_What the task requires:_ From the line containing "the bright pale" onward, retype each line of the entries below exactly, last line included.
─── Given entries ───
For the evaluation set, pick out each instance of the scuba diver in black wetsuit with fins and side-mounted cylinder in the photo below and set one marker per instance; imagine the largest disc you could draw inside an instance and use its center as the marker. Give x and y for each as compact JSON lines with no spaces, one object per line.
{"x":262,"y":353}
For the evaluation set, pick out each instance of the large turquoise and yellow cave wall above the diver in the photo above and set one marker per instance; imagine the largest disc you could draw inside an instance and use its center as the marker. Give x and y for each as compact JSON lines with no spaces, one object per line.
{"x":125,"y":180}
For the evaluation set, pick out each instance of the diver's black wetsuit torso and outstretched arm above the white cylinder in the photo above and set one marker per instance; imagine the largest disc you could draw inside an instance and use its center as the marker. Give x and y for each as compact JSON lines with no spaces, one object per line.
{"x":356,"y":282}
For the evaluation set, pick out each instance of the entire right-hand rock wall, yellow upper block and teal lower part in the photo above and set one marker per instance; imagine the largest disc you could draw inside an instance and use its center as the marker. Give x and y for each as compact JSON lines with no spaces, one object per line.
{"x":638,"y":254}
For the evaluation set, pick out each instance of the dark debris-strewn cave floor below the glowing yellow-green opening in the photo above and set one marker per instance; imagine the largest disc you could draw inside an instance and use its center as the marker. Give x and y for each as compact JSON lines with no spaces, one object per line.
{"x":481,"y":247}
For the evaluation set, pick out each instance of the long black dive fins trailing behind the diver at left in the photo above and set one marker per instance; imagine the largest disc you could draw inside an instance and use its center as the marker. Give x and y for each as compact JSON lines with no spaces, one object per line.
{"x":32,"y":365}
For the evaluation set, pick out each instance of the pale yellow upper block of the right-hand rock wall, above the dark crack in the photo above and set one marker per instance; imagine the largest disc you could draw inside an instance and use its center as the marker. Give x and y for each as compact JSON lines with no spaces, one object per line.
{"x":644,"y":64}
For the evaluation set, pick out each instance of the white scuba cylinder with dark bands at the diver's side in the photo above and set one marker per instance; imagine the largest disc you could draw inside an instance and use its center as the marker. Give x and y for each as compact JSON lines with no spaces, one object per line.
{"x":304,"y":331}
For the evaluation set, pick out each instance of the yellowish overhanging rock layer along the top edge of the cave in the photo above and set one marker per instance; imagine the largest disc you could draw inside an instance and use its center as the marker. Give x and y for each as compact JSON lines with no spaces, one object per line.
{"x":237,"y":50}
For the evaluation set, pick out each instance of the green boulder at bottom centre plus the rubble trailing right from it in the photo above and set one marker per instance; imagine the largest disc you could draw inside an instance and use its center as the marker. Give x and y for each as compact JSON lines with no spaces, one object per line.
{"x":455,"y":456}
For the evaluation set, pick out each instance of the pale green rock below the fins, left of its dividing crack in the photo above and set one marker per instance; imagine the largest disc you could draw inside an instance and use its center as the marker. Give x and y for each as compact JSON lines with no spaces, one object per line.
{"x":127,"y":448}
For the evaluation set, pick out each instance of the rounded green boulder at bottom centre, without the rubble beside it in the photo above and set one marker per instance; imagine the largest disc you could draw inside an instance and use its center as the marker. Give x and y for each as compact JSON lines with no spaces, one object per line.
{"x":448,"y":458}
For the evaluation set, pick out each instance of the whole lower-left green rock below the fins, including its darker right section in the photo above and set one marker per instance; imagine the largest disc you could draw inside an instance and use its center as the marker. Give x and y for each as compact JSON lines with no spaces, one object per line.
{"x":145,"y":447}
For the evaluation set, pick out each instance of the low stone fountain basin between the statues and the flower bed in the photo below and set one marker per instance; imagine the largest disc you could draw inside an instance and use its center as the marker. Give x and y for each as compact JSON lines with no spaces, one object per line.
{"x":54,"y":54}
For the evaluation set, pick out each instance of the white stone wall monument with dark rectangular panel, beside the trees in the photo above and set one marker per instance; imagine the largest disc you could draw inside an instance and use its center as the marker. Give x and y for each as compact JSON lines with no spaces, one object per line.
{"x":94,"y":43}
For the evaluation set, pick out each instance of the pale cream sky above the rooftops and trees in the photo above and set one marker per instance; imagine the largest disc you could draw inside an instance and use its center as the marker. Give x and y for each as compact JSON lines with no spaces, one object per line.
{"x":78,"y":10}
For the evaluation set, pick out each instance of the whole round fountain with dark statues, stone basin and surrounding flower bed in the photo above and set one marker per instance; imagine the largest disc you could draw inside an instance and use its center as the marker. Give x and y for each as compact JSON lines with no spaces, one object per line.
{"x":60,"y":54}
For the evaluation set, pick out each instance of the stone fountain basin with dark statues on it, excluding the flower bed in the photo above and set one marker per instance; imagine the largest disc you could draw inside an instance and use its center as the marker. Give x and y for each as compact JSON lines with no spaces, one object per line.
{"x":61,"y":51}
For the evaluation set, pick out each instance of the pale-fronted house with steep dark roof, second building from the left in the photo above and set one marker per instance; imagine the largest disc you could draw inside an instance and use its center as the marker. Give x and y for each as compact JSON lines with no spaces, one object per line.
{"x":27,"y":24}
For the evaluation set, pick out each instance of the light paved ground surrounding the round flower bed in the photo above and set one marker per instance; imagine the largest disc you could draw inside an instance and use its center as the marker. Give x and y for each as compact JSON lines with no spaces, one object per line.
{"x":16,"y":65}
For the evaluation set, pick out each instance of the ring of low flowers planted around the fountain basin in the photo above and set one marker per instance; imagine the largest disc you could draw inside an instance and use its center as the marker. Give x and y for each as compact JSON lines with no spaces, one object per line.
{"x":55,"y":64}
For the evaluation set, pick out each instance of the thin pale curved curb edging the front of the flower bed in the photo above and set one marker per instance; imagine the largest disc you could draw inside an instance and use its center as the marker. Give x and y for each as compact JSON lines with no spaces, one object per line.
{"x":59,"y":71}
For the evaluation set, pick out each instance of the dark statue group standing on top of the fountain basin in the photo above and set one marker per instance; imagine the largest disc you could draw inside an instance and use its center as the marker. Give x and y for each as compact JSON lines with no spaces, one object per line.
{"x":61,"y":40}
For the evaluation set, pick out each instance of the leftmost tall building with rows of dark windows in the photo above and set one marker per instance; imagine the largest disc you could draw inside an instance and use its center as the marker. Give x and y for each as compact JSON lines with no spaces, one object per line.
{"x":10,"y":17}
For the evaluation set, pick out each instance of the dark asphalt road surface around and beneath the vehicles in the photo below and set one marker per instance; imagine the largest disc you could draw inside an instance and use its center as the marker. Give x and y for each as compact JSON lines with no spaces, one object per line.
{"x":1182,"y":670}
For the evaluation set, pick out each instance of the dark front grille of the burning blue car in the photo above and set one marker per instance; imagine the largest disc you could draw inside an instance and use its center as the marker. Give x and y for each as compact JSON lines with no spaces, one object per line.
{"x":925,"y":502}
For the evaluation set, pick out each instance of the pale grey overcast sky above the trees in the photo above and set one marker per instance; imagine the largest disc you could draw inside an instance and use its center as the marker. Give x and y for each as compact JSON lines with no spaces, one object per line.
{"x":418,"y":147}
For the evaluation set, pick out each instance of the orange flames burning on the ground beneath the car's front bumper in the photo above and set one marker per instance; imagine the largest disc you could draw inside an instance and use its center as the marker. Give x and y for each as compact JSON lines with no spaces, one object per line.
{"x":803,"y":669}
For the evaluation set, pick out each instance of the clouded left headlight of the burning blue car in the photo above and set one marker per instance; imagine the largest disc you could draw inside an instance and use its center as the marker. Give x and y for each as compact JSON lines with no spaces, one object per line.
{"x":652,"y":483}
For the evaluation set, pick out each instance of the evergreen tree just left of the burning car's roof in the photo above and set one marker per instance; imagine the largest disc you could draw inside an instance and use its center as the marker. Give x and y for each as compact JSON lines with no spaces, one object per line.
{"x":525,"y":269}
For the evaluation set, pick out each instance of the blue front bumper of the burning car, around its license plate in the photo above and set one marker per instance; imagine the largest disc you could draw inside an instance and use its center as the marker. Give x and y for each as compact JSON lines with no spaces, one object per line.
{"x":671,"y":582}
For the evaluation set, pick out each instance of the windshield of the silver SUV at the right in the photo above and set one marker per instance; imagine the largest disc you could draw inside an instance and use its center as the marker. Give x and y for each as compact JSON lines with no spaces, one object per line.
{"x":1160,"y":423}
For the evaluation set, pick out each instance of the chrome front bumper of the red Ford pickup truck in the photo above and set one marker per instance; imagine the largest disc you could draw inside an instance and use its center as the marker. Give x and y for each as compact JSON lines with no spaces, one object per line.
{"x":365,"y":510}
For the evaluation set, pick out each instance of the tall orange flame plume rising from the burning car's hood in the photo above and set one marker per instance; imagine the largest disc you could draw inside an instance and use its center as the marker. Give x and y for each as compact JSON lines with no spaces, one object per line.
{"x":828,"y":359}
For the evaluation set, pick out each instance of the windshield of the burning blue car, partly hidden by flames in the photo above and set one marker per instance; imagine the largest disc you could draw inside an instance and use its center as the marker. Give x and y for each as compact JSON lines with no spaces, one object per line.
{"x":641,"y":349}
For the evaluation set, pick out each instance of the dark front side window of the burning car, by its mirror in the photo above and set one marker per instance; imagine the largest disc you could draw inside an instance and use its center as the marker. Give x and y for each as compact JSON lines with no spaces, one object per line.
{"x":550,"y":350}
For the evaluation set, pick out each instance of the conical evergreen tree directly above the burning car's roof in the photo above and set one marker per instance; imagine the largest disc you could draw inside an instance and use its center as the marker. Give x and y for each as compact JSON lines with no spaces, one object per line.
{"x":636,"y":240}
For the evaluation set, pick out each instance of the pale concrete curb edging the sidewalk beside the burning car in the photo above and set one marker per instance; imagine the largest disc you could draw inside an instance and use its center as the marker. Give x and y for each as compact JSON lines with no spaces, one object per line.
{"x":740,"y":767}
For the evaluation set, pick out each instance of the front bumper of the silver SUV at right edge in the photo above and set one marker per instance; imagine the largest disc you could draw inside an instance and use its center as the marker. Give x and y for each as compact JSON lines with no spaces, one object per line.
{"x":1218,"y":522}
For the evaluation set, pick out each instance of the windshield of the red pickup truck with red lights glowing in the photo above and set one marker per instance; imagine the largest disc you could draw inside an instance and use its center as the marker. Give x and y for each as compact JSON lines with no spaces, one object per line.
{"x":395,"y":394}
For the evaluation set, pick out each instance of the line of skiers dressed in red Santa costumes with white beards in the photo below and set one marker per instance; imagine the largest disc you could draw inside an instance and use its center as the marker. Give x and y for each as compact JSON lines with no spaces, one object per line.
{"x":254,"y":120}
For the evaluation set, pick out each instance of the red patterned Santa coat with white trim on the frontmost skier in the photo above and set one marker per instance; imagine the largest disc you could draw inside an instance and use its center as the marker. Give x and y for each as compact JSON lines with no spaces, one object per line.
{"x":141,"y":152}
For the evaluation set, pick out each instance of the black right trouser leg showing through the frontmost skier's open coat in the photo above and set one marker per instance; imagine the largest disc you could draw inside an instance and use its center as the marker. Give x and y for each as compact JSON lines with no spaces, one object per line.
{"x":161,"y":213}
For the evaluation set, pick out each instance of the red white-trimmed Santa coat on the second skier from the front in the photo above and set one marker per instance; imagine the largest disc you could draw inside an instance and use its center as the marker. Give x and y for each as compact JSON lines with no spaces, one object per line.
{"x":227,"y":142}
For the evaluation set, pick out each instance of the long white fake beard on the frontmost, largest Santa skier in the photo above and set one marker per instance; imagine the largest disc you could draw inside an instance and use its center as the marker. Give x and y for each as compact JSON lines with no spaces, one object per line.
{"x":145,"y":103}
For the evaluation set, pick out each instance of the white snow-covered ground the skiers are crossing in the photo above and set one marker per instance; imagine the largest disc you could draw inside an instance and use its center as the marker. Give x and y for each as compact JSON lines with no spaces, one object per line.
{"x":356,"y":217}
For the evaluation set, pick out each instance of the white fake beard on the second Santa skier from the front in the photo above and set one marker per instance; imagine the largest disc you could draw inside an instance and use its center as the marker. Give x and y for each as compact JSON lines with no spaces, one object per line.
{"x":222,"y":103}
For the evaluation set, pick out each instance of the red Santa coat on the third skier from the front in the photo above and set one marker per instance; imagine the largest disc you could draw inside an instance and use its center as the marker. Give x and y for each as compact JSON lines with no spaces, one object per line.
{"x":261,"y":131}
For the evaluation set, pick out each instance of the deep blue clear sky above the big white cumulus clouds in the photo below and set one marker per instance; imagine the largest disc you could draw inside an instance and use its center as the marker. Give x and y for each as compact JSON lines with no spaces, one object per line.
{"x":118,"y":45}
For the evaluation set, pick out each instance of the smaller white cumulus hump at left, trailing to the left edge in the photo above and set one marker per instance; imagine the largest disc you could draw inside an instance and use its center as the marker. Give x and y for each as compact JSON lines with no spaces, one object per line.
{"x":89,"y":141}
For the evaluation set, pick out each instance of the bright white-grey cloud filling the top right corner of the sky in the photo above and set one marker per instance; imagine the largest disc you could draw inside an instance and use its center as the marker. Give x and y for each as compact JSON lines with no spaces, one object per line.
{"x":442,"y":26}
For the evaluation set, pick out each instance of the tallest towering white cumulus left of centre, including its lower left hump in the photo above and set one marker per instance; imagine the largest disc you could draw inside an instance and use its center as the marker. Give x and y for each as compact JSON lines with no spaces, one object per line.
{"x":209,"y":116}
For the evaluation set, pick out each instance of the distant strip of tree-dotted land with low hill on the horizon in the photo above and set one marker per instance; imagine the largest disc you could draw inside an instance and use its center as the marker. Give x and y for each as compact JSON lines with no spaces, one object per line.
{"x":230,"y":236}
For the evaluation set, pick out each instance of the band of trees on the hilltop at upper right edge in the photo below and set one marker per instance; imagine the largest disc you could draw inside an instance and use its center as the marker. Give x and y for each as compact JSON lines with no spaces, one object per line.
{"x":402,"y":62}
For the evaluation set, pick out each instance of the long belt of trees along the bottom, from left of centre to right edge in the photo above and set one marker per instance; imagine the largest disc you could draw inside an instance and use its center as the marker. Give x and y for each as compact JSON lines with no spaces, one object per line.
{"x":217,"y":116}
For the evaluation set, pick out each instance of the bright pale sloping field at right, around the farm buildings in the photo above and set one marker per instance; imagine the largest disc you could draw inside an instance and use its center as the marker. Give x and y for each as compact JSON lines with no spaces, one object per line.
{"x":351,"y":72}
───
_Response:_
For the evaluation set, pick out each instance of the bright pale sloping field at right, around the farm buildings in the photo above and set one marker per instance; imagine the largest disc you could draw inside an instance and use its center as the marker. Give x and y for each as compact JSON lines with no spaces, one object per line.
{"x":351,"y":72}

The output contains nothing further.